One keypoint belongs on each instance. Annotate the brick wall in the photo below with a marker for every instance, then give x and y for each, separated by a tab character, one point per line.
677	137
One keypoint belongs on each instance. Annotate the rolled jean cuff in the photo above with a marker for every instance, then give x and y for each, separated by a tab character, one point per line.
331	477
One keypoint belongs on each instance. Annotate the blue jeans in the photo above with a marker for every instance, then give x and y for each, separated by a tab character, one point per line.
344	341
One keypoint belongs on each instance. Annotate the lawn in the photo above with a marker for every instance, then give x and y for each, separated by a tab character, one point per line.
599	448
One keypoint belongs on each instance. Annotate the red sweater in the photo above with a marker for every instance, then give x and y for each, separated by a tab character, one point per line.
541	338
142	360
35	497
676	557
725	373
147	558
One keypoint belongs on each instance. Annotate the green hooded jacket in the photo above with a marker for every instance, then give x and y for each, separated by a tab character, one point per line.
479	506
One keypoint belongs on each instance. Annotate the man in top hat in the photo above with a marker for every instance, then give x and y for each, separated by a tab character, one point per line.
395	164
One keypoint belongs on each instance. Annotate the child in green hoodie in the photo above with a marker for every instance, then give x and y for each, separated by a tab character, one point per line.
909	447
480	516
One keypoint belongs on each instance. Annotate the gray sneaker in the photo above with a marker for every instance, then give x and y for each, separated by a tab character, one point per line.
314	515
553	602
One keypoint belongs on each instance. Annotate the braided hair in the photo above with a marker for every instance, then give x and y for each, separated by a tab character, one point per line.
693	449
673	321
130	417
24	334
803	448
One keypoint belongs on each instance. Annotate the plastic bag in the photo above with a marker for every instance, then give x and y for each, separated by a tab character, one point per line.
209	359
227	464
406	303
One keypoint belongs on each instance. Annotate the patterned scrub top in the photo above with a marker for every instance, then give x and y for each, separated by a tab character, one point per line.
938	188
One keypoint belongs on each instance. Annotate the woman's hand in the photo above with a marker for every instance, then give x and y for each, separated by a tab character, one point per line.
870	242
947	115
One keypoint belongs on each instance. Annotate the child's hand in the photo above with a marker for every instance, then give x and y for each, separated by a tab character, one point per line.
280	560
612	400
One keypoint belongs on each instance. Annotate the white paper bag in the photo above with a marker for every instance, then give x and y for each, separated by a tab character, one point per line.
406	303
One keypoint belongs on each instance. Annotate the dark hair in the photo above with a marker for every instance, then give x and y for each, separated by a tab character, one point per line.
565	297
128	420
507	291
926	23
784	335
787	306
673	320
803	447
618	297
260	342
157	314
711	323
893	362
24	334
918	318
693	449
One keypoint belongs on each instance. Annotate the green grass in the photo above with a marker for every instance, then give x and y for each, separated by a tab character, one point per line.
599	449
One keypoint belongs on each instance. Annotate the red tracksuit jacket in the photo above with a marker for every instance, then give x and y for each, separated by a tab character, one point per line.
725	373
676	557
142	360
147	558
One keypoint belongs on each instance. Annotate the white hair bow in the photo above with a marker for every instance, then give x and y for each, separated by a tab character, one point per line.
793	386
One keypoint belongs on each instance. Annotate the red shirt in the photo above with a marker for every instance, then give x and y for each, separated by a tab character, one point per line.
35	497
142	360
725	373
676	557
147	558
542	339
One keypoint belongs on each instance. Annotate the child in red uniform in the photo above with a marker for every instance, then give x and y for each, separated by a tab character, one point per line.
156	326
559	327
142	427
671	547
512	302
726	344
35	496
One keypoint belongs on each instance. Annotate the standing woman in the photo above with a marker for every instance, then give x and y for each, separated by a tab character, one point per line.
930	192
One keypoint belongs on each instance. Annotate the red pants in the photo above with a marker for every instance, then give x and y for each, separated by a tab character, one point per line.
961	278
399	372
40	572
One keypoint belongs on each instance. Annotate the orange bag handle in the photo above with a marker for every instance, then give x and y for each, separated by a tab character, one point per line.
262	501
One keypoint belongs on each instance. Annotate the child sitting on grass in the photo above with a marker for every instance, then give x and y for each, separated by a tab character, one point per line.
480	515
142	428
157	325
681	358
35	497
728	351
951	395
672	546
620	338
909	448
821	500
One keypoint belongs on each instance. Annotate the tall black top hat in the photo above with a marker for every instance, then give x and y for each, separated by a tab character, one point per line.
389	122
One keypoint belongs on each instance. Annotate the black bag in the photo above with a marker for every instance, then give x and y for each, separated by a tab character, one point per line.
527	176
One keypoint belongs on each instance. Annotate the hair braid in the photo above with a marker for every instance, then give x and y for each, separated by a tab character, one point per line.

GOAL OF THE EXERCISE — Give back the listing above exactly as written.

ANSWER BOX —
One keypoint belongs on each instance. Annotate the brick wall in the photo below with a marker for every instance, then give x and y for each, separated by a tab character, one point per line.
677	137
One keypoint belongs on each instance. Annotate the rolled jean cuff in the photo above with a marker for every instance, then give x and y for each, separated by a tab character, one point per line.
331	477
One keypoint belongs on each instance. Annotate the blue jeans in the photo above with a marker for every instance, then give x and y for each, separated by a tab character, one point per line.
344	341
One keypoint belongs on each instance. Annotate the lawn in the photo above with a marker for every instance, then give x and y for each, separated by a tab character, one point per line.
599	448
One keypoint belongs on each instance. Annotate the red sweater in the photo above with a marker for every instance, then give x and y for each, separated by a tab character, one point per line.
541	338
142	360
35	497
676	557
725	373
147	558
One keypoint belongs on each instance. Annotate the green hooded jacket in the photo above with a marker for every instance, then give x and y for each, separated by a tab character, one point per line.
479	506
One keypoint belongs on each instance. Annotate the man in top hat in the photo above with a marker for every instance, then give x and y for each, separated by a tab character, one point per line.
395	164
One keypoint belongs on each instance. Annotate the child in green hoodie in the photo above with a marker for every instance, then give x and y for each, separated by a tab character, one point per line.
909	447
480	516
One keypoint belongs on each instance. Annotate the gray sneaker in the photo above with a marker for every instance, then give x and y for each, separated by a tab character, one point per line.
314	515
553	602
One keypoint belongs on each instance. Annotate the braided hair in the photo above with a marker for every instance, then give x and y for each, separated by a tab character, one point per line.
693	449
673	321
130	417
24	334
803	448
One keypoint belongs on each instance. Annotate the plastic bag in the photo above with a marker for every instance, then give x and y for each, separated by a tab character, one point per line.
209	359
227	464
406	303
One keypoint belongs on each instance. Annotate the patterned scrub top in the photo above with a marker for every instance, then give x and y for each, separated by a tab character, one point per line.
938	188
One keypoint belongs on each instance. Annotate the woman's hand in the photo above with a marker for every instance, then give x and y for each, separated by a tab character, one point per line.
870	242
947	115
One keypoint belongs on each instance. Annotate the child's hand in the photo above with a marker for every instance, then give x and y for each, separated by a tab character, one point per line.
280	560
612	400
One keypoint belongs on each instance. Annotate the white paper bag in the photo above with a marker for every instance, then give x and y for each, separated by a tab character, one point per line.
406	303
One keypoint belongs on each instance. Annotate the dark hair in the photo above with a marker for every instance, then give x and y for each, separated by a tab character, one point per line.
565	297
128	420
507	291
926	23
784	335
787	306
673	320
803	447
618	297
260	342
157	314
711	323
893	362
24	334
918	318
693	449
One keypoint belongs on each instance. Annotate the green grass in the photo above with a marker for every instance, then give x and y for each, separated by a tab character, one point per line.
599	449
One keypoint belongs on each instance. Annotate the red tracksuit jacket in the photo above with a marker for every instance, then give x and y for each, separated by a tab character, one point per line.
725	373
676	557
142	360
147	558
One keypoint belongs on each instance. Annotate the white hair bow in the photo above with a marker for every instance, then give x and y for each, separated by a tab character, one point per line.
793	386
One keypoint belongs on each instance. Annotate the red shirt in the photo above with a marker for every instance, then give x and y for each, separated by a tab character, one point per line.
35	497
142	360
725	373
676	557
147	558
542	339
One keypoint belongs on each instance. Annotate the child in red uniform in the photo above with a marker for every instance, then give x and y for each, separated by a tab character, one point per line.
156	326
559	327
142	427
671	547
512	302
726	344
35	496
One keypoint belongs on each instance. Annotate the standing woman in the photo above with a marker for every instance, then give x and y for each, separated by a tab character, one point per line.
930	192
One keypoint belongs on each instance. Annotate the red pants in the photo above with a marker for every instance, then give x and y for each, separated by a tab character, one point per line.
961	278
399	372
40	572
One keypoint belongs on each instance. Annotate the orange bag handle in the photo above with a marker for every instance, then give x and y for each, separated by a tab character, one point per line.
262	501
One keypoint belongs on each instance. Annotate the child sitting on grass in the photo above with a marker for every instance, then give x and y for each, separated by a tab character, one point per line.
480	515
142	428
157	325
681	358
35	497
728	351
951	395
672	546
620	338
909	448
821	500
One keypoint belongs on each instance. Annotate the tall black top hat in the photo above with a marker for every instance, then give x and y for each, separated by a tab character, one point per line.
389	122
One keypoint belongs on each instance. Annotate the black bag in the photo above with a marker for every instance, then give x and y for each, separated by a tab character, one point per line.
527	176
One keypoint belongs on each instance. Annotate the hair braid in the photo above with a marker for every instance, then give x and y for each, separated by a tab character, one point per line.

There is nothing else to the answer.